## Start
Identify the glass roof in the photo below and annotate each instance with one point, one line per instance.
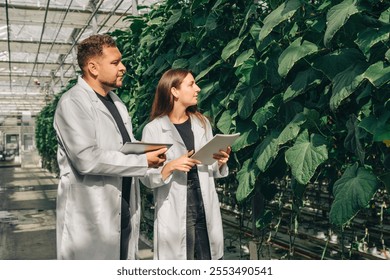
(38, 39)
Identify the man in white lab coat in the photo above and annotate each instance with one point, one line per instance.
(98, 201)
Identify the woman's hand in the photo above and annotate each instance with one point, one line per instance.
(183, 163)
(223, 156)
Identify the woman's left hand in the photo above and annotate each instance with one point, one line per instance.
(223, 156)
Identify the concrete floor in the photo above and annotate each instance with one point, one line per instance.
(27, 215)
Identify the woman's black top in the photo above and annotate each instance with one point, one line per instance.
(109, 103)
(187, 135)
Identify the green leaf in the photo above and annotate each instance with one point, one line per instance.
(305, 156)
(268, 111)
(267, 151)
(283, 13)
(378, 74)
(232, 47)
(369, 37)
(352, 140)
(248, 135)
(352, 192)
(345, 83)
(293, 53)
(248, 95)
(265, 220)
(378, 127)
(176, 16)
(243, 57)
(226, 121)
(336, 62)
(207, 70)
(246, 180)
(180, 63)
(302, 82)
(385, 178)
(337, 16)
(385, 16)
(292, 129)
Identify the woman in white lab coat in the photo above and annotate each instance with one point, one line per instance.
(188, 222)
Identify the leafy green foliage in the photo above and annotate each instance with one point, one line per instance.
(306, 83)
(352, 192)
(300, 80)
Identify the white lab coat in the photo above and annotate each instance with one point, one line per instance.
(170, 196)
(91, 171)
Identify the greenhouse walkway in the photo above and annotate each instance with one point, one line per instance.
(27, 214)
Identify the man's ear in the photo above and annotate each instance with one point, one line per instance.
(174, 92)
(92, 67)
## End
## Start
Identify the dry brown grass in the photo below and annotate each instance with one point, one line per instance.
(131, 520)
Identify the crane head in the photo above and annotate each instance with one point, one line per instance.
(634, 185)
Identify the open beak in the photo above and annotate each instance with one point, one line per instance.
## End
How many lines in the listing above contain the string "white" with the same capitalization? Reply with the number alone.

3